**Dataset content**
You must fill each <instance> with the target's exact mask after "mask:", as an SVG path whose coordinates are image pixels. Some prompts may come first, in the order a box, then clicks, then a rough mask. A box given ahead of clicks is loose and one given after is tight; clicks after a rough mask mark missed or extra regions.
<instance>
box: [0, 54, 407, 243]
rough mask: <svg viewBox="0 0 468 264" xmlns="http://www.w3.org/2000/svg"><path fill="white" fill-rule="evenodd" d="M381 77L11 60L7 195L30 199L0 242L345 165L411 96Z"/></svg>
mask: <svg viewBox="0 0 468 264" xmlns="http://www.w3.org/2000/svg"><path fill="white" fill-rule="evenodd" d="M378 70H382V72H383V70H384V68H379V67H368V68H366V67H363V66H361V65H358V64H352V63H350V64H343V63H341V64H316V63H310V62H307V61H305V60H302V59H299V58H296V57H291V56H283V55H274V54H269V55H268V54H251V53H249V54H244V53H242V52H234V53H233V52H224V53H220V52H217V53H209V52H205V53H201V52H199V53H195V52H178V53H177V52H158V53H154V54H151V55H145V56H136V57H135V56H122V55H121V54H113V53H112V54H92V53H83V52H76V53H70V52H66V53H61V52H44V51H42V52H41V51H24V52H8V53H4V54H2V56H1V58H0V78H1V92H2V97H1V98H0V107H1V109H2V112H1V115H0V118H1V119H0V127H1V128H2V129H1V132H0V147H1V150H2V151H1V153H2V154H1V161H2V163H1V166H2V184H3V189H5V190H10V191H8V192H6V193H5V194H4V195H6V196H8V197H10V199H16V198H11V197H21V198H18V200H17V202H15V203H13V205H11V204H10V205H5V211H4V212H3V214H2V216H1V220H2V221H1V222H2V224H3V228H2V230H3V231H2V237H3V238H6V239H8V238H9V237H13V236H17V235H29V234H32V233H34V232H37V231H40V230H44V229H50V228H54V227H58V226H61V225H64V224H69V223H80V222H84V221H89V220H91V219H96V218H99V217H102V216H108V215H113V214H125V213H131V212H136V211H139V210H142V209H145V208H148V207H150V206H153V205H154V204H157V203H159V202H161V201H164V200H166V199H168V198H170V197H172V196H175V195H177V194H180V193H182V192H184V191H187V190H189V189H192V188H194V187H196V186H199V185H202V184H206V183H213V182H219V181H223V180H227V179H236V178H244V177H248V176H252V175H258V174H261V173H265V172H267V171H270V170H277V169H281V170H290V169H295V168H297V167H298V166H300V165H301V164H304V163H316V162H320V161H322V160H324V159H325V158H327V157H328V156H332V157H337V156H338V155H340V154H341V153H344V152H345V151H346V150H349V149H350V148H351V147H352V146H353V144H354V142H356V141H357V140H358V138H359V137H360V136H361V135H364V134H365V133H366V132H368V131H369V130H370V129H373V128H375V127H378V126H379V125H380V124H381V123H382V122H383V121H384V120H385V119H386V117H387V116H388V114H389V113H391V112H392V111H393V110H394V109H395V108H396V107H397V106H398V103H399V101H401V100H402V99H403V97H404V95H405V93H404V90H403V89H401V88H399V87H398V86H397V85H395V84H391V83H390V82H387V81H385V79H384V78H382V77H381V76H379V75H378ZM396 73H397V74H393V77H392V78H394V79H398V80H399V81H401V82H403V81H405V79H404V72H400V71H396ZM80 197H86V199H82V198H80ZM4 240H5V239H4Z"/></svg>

**Brief**
Take the lines from the first line of the listing to the line containing "box: [0, 54, 407, 243]". Please print them exactly, ends included, with nothing else.

**Result for this task**
You must fill each <instance> with the target's exact mask after "mask:", as an SVG path whose coordinates are image pixels. Some prompts may come first, in the order a box, then clicks, then a rough mask. A box given ahead of clicks is loose and one given after is tight; clicks after a rough mask mark missed or extra regions.
<instance>
box: [0, 54, 407, 243]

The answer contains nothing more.